• Text to read:
###

Seriously though, the Go core team has been saying from the start that even they were surprised how big of a positive impact gofmt had. It reduces bikeshedding and makes it easier for people to read each other's code because you learn to read the same basic structure fluently and quickly.
It's a basic IxD lesson about software tooling that I think more languages should pick up on.
Personally, I think I miss gofmt-on-save more than any other feature when I write other languages (gofmt is a lot more robust than autoformatters in most other languages). Being able to type carelessly and quickly and know the output will be corrected as soon as I hit CTRL+S lets me focus on putting my thoughts on the screen. And it even works as a soft-compiler: if the autoformatter breaks it means I have a bug somewhere.
Golang, perhaps it is good I don't know but clang format sucks: it improves slightly normal code but the price is too high as sometimes it totally butcher code making it unreadable.
Macro+lambda expression makes code formatters generates ugly things (I don't know what clion use to parse code but it also goes nut thinking wrongly that some code is unreachable..)
To be fair, one of the most useful features of rustfmt/clang-format in my opinion is reformatting things that go beyond a maximum line length, which also seems like one of the harder parts to implement in a way that's useful. At leas the last time I used it, gofmt punted on this issue.
Personally, I think gofmt made the right call -- let the editor soft-wrap long lines. This is much nicer because you can then dynamically pick whatever window width you want. Hard wrapping defeats this.
(But of course there are downsides, because if you're in a context where the editor/viewer isn't soft wrapping, it's worse. Still, on balance, I think not manually wrapping lines is the way to go.)
A lot of it depends on the properties of the language itself. Traditional C-style imperative code involves many short statements each doing one small thing, one expression per statement, one statement per line; this makes it simple to punt on wrapping long lines (which is 90% of the difficulty of writing an automatic code formatter). Go inherits this "tall-and-narrow" idiomatic style. But other languages, especially ones that try to encourage fluent APIs, will often have several expressions within each logical statement, leading to fewer lines of code overall but more action on each line. In these languages it tends to be idiomatic to break the statement across multiple lines (usually at method calls), in which case an automatic code formatter's job is to do this operation manually.

###

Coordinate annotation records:

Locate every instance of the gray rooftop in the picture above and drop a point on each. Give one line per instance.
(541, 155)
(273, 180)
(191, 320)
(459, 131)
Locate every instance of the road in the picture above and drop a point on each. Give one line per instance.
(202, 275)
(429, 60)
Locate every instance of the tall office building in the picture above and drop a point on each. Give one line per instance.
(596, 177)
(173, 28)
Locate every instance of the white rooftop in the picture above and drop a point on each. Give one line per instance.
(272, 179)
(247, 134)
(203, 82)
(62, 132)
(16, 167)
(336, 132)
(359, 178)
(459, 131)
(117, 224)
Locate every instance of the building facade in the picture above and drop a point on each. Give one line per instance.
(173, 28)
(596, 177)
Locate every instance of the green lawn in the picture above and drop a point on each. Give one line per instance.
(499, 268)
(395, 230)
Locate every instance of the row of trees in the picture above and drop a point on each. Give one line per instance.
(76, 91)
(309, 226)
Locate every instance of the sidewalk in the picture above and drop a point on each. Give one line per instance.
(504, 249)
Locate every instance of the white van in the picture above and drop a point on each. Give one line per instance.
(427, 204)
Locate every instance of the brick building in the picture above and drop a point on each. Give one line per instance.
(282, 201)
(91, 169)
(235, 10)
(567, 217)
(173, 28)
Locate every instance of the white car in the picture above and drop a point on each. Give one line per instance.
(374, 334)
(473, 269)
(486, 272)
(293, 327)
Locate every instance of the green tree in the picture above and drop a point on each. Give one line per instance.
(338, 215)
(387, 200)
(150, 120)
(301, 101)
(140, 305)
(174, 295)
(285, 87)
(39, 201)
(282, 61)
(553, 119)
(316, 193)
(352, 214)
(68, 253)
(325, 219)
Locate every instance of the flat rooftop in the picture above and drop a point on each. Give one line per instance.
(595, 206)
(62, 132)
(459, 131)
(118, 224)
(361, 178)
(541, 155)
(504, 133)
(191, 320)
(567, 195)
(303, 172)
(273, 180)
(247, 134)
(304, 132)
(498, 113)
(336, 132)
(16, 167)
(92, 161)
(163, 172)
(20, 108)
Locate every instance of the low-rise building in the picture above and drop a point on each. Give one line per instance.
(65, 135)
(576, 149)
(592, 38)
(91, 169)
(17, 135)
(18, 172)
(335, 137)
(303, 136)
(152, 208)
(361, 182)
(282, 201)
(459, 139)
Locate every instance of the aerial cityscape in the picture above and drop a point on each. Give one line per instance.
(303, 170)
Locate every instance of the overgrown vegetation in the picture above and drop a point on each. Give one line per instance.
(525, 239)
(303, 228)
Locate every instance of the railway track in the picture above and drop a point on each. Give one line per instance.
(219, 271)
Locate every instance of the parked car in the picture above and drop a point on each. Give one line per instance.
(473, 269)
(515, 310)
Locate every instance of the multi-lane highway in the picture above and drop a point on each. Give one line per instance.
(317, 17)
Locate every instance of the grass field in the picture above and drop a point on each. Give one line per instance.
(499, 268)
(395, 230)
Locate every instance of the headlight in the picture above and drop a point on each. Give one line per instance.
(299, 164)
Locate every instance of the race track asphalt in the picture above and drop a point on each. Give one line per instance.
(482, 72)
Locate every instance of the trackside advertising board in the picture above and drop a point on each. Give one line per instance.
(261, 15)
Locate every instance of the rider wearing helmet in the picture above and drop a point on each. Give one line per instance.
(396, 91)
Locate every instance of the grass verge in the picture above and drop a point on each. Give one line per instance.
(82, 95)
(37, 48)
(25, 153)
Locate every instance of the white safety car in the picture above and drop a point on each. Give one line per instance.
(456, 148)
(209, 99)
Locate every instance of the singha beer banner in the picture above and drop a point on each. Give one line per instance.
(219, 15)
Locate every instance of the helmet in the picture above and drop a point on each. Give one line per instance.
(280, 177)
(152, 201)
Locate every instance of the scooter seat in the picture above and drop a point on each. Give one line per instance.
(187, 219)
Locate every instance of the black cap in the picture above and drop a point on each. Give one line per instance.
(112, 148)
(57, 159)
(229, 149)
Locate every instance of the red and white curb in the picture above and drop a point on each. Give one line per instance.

###

• To-do list:
[a] Render this sentence from the discussion of code formatters in Spanish: "This is much nicer because you can then dynamically pick whatever window width you want."
[b] In the discussion of code formatters, which feature does one writer say they miss more than any other when writing other languages?
[c] Set down the stretch of the discussion of code formatters from "Golang, perhaps it" through "on this issue.".
The entries stand apart from the discussion of code formatters and are separate material.

• Solutions below:
[a] Esto es mucho mejor porque así puedes elegir dinámicamente el ancho de ventana que quieras.

[b] Gofmt-on-save.

[c]
Golang, perhaps it is good I don't know but clang format sucks: it improves slightly normal code but the price is too high as sometimes it totally butcher code making it unreadable.
Macro+lambda expression makes code formatters generates ugly things (I don't know what clion use to parse code but it also goes nut thinking wrongly that some code is unreachable..)
To be fair, one of the most useful features of rustfmt/clang-format in my opinion is reformatting things that go beyond a maximum line length, which also seems like one of the harder parts to implement in a way that's useful. At leas the last time I used it, gofmt punted on this issue.